> _REQUIREMENT_
Lines in the entries below where the word "sign" shows up should each be copied.

> _MATERIAL TO PROCESS_
--- START ---

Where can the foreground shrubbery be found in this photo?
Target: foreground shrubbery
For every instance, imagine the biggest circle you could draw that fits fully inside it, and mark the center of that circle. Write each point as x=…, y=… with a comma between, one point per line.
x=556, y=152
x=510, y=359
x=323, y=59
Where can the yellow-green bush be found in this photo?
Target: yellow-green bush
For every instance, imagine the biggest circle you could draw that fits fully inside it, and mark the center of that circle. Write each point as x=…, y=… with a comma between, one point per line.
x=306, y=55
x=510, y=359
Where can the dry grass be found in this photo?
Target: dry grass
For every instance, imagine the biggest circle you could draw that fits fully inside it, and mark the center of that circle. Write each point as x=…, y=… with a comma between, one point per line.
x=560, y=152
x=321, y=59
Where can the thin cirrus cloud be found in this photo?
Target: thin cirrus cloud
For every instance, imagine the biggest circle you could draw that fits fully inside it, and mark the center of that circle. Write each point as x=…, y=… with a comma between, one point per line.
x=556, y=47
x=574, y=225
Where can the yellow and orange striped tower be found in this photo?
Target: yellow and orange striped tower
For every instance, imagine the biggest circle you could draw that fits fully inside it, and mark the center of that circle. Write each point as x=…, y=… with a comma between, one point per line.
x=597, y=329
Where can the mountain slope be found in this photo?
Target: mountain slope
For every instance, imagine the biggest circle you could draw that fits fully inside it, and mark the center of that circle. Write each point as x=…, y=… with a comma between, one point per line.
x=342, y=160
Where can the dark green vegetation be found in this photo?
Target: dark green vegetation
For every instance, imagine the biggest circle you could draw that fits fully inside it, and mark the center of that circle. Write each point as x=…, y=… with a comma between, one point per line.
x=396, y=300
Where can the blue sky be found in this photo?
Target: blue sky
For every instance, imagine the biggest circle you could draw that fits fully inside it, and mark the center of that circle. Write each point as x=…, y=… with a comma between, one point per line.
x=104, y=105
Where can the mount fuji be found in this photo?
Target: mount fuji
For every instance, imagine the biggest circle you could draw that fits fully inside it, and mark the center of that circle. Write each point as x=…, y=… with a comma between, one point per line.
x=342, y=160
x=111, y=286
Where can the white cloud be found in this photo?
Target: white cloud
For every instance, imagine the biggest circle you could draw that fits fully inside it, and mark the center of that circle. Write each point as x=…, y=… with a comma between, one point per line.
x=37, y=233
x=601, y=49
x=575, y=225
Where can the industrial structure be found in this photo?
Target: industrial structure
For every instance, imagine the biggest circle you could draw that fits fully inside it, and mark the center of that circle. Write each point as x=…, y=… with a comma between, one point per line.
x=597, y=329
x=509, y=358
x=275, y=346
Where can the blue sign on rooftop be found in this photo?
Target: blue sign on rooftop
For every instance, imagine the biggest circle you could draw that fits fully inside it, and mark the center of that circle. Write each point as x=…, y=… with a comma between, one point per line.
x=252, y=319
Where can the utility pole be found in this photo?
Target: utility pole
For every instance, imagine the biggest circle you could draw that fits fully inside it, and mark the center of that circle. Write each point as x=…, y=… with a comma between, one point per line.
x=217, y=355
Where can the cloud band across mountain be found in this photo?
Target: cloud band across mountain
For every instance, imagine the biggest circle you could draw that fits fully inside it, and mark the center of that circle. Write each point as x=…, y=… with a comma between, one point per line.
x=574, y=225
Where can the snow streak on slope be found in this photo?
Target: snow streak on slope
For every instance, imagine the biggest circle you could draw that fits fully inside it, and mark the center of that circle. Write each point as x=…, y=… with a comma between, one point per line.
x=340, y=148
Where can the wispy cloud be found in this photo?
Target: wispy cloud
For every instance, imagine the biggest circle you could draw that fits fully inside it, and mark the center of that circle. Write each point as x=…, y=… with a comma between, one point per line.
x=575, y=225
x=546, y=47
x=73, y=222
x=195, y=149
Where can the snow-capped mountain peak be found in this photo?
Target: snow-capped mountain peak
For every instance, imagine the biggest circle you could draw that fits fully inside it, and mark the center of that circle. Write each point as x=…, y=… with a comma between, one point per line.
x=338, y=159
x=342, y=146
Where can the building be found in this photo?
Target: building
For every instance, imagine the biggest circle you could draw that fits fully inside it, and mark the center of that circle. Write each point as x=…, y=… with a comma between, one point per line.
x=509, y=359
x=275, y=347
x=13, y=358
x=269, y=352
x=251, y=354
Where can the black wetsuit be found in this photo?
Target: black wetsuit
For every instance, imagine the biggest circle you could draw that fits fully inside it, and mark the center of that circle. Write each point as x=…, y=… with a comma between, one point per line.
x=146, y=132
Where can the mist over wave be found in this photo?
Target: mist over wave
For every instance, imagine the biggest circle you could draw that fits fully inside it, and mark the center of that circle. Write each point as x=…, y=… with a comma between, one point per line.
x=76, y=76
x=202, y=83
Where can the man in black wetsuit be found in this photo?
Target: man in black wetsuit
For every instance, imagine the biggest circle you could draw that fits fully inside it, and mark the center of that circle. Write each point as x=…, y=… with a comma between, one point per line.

--- END ---

> _EXERCISE OUTPUT_
Where can the blue sign on rooftop be found in this photo?
Target: blue sign on rooftop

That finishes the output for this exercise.